ABOUT THIS TASK
Starting with the first line and ending with the last, transcribe the data exactly.

GIVEN DATA
• • • •

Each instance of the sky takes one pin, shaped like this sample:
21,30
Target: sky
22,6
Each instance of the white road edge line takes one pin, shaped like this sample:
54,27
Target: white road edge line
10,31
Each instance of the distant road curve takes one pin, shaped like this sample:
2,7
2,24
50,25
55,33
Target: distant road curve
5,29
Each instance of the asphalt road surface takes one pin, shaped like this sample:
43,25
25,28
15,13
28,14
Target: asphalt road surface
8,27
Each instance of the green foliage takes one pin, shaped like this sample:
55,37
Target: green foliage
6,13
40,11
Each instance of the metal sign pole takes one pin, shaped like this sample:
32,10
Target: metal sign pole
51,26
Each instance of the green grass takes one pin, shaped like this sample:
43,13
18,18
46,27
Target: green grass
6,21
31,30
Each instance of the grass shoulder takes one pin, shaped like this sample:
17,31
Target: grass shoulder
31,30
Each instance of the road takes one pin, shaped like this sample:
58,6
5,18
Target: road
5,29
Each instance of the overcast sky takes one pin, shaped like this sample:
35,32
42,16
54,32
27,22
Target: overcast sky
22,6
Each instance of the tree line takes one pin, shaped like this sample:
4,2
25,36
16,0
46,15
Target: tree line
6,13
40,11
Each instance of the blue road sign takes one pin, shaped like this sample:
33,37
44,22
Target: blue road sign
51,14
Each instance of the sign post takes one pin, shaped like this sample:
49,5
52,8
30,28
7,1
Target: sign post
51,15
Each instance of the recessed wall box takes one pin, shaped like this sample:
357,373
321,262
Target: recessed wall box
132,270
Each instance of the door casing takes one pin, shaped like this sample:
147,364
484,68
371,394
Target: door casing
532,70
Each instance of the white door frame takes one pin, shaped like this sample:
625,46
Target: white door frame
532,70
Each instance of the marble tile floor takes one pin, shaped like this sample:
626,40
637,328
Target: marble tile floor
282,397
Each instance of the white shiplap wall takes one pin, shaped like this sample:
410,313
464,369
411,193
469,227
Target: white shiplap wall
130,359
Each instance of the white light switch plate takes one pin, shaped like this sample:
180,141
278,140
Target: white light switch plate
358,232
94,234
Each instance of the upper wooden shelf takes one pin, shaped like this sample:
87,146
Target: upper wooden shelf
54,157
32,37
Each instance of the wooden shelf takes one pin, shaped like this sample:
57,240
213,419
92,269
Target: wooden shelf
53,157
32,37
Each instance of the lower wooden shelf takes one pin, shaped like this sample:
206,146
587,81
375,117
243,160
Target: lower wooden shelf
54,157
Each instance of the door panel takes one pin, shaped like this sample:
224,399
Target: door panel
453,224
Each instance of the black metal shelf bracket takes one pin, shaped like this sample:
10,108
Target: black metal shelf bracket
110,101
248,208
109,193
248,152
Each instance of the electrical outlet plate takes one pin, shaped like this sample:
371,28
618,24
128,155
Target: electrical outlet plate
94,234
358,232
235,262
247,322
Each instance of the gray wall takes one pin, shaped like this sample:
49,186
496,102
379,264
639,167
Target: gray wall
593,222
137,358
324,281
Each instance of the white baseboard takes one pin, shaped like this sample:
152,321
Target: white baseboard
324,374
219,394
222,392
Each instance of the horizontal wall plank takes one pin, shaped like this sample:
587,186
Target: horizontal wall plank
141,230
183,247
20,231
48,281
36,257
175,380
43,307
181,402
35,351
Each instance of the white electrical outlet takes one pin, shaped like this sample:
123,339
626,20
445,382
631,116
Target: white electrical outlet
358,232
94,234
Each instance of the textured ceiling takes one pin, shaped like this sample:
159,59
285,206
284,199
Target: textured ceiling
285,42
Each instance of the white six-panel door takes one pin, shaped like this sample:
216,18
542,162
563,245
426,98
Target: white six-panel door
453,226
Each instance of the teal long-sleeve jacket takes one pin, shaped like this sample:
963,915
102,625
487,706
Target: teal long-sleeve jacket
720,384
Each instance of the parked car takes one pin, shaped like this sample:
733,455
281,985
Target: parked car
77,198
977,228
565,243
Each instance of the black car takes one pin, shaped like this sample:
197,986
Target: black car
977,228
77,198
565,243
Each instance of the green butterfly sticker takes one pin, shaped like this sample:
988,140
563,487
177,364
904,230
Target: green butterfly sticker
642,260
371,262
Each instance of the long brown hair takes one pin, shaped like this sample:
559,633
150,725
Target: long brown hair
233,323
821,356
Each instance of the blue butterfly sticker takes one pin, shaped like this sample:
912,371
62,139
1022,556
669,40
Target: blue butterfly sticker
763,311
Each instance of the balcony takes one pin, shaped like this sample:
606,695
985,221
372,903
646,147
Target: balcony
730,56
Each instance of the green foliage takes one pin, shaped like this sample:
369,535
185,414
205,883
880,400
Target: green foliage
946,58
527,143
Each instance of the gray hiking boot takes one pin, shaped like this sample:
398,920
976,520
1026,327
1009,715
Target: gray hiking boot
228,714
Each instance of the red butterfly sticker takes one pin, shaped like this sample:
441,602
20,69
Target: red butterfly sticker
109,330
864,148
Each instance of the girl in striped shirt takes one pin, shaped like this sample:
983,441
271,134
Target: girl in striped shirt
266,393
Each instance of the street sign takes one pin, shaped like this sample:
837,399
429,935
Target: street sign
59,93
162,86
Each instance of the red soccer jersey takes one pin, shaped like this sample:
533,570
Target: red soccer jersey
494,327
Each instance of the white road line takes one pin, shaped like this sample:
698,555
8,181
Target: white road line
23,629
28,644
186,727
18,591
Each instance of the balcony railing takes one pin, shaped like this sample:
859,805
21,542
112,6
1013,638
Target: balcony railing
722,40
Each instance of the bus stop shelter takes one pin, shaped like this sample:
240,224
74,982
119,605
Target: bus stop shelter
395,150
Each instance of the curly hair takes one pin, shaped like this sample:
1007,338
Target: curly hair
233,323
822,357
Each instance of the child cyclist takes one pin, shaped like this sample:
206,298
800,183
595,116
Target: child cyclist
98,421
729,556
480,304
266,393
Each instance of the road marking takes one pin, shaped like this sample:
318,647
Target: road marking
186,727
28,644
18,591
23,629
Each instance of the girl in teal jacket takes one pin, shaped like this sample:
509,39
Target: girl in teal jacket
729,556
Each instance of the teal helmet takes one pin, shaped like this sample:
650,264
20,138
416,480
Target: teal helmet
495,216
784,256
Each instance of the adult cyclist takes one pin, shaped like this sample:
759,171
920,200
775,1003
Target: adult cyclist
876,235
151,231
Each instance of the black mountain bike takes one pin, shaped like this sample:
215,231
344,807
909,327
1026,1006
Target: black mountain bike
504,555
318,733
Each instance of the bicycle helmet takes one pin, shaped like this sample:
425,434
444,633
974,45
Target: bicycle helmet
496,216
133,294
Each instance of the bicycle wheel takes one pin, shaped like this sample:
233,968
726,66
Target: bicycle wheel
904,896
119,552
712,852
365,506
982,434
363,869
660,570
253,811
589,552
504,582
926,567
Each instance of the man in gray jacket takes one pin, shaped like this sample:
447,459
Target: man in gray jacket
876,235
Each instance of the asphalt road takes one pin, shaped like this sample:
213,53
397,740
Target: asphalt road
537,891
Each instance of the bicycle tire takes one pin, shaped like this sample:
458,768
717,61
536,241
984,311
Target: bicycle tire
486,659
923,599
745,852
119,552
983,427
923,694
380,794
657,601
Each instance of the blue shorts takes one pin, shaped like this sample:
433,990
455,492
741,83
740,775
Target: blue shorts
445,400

• • • •

ANSWER FOR THIS EXERCISE
Each instance of the sky takes one pin, shaped like this sample:
21,30
Target: sky
22,6
Each instance of the white road edge line takes one pin, shaped like this sample:
54,27
Target: white road edge line
10,31
Each instance of the distant road curve takes one pin, shaped like this sample:
2,7
2,24
50,25
55,33
Target: distant road curve
5,29
Each instance of the asphalt road surface takes one pin, shaped like this sample:
43,25
25,28
15,13
28,14
Target: asphalt road surface
8,27
Each instance of the green foliage takes one pin, shaped like this sample:
55,37
Target: green foliage
6,13
40,11
Each instance of the metal sign pole takes one pin, shaped like this sample:
32,10
Target: metal sign pole
51,26
Each instance of the green grass takes one pin, shaped like this sample:
43,13
18,18
46,27
Target: green grass
6,21
31,30
Each instance of the grass shoulder takes one pin, shaped like this sample:
17,31
Target: grass shoulder
31,30
Each instance of the road takes one pin, shaped like this sample:
58,6
5,18
Target: road
5,29
Each instance of the overcast sky takes one pin, shaped like this sample:
35,32
42,16
54,32
27,22
Target: overcast sky
22,6
Each instance of the tree line takes one pin, shaped like this sample:
4,2
25,36
16,0
46,15
Target: tree line
6,13
40,11
Each instance of the blue road sign takes one pin, shaped like this sample:
33,37
44,22
Target: blue road sign
51,14
Each instance of the sign post takes one pin, shaped like this sample:
49,5
52,8
30,28
7,1
Target: sign post
51,15
Each instance of the recessed wall box takes one pin, shaped like this sample:
357,373
321,262
Target: recessed wall box
132,270
Each instance of the door casing takes one pin, shaped like this sample:
147,364
484,68
371,394
Target: door casing
532,70
Each instance of the white door frame takes one pin, shaped like this sample:
625,46
Target: white door frame
532,70
Each instance of the marble tile floor takes one pin, shaped like this sample:
626,40
637,328
Target: marble tile floor
282,397
Each instance of the white shiplap wall takes one pin, shaped like this sample:
410,313
464,369
411,193
469,227
Target: white shiplap wall
130,359
Each instance of the white light switch plate takes one pin, shaped like this sample:
180,141
278,140
Target: white light switch plate
358,232
94,234
Each instance of the upper wooden shelf takes one pin, shaped like this sample:
87,146
Target: upper wooden shelf
54,157
32,37
Each instance of the wooden shelf takes one pin, shaped like this sample:
57,240
213,419
92,269
Target: wooden shelf
53,157
32,37
Each instance of the lower wooden shelf takes one pin, shaped like this sample:
206,146
587,81
375,117
243,160
Target: lower wooden shelf
54,157
Each instance of the door panel takes one pin, shaped like this sample:
224,399
Target: door panel
453,224
Each instance of the black metal shelf bracket takes one pin, shaped like this sample:
10,108
Target: black metal shelf bracket
110,101
248,208
109,193
248,152
Each instance of the electrical outlet plate takes one pin, shaped like this sample:
371,28
618,24
128,155
Target: electrical outlet plate
94,234
358,232
235,262
247,322
Each instance of the gray wall takes one pin, shaped like this sample:
49,186
496,102
379,264
639,167
Target: gray wall
593,222
137,358
324,281
Each instance of the white baseboard takes one pin, shaped like this sample:
152,321
Target: white baseboard
324,374
219,394
222,392
Each instance of the horizontal wall plank takes one pin, shaped like this sample:
587,186
Target: horizontal wall plank
141,230
183,247
20,231
48,281
36,257
175,380
43,307
181,402
35,351
Each instance of the white electrical outlet takes one pin, shaped like this sample:
123,339
626,20
445,382
631,116
Target: white electrical outlet
358,232
94,234
Each instance of the textured ceiling takes one pin, shaped like this sample:
159,59
285,206
284,199
Target: textured ceiling
285,42
Each instance of the white six-panel door takes one pin, shaped like this sample:
216,18
542,162
563,245
426,98
Target: white six-panel door
453,226
Each instance of the teal long-sleeve jacket takes one pin, shaped like this sample:
963,915
102,625
487,706
Target: teal long-sleeve jacket
720,384
Each instance of the parked car takes one pin, shaped like this sample:
733,455
281,985
Target: parked car
77,198
977,228
565,243
Each instance of the black car takes one pin, shaped like this sample:
197,986
Target: black car
977,228
77,198
565,243
Each instance of the green butterfly sticker takes one pin, shaped like this sample:
988,140
563,487
177,364
904,230
Target: green butterfly sticker
642,260
371,262
Each instance of the long brown hair takes one pin, shaped like this sample:
559,633
150,725
Target: long brown hair
233,323
821,356
Each instance of the blue butterfly sticker takes one pin, shaped like this sample:
912,371
62,139
1022,556
669,40
Target: blue butterfly sticker
763,311
Each instance of the balcony takes one pin, shaped like this sample:
606,695
985,221
372,903
646,147
Target: balcony
730,56
Each instance of the green foliage takes one pin, shaped like this sample:
369,535
185,414
205,883
880,400
Target: green foliage
946,58
527,143
Each instance of the gray hiking boot takes one pin, shaped like this sample:
398,920
976,520
1026,327
1009,715
Target: gray hiking boot
228,714
Each instance of the red butterfly sticker takes one pin, shaped like this sample:
441,602
20,69
Target: red butterfly sticker
109,330
864,148
Each instance of the girl in striped shirt takes one pin, shaped like this sample:
983,441
271,134
Target: girl in striped shirt
266,393
Each instance of the street sign takes one pin, shaped like this sample:
837,399
429,935
Target: street sign
59,93
162,86
Each instance of the red soccer jersey takes one pin, shaped like this sample:
533,570
Target: red soccer jersey
494,327
Each instance of the white road line takes one pin, shaped like this sample:
698,555
8,181
Target: white road line
23,629
28,644
186,727
18,591
Each instance of the balcony railing takes one pin, shaped like this sample:
859,805
21,542
112,6
1013,638
Target: balcony railing
722,40
Each instance of the bus stop shelter takes one pin, shaped like this sample:
240,224
74,982
119,605
Target: bus stop shelter
395,150
Each instance of the curly hair takes one pin, shaped like this sample:
1007,338
Target: curly hair
233,323
822,357
Each instance of the child cyclist takes one pin, shaped like this sample:
206,298
800,183
595,116
Target: child cyclist
98,421
729,556
480,304
266,393
Each instance of the road marking takes one pin, shaped like this sample:
318,647
Target: road marking
186,727
28,644
18,591
23,629
Each instance of the girl in teal jacket takes one pin, shaped like this sample:
509,39
Target: girl in teal jacket
729,556
Each instance of the teal helmet takes one pin, shaped like this sample:
650,264
20,138
416,480
Target: teal helmet
495,216
784,256
Each instance of the adult cyclist takes one pin, shaped like this sample:
759,171
920,200
775,1003
Target: adult cyclist
876,235
151,231
Each instance of the black mountain bike takes one pin, shaped like this sample:
215,231
344,807
909,327
1026,1006
Target: black mountain bike
504,555
318,733
Each instance of the bicycle helmet takes one pin, shaped like this sample:
425,434
444,633
974,45
Target: bicycle helmet
496,216
133,294
Each instance of the bicycle wheel takes one pin, shaped like this sample:
233,968
726,66
Target: bicycle wheel
904,896
119,552
712,852
365,506
982,434
363,869
660,570
253,811
589,552
504,582
926,567
Each instance of the man in gray jacket takes one pin, shaped like this sample:
447,459
Target: man in gray jacket
876,235
Each instance of the asphalt road takes one pin, shaped like this sample:
213,53
397,740
Target: asphalt road
537,891
Each instance of the bicycle tire takes one pin, shaped like this sample:
458,768
717,61
536,241
984,311
Target: bicycle tire
486,659
923,599
745,852
119,552
983,427
923,694
380,794
657,601
Each instance of the blue shorts takes one pin, shaped like this sample:
433,990
455,492
741,83
740,775
Target: blue shorts
445,400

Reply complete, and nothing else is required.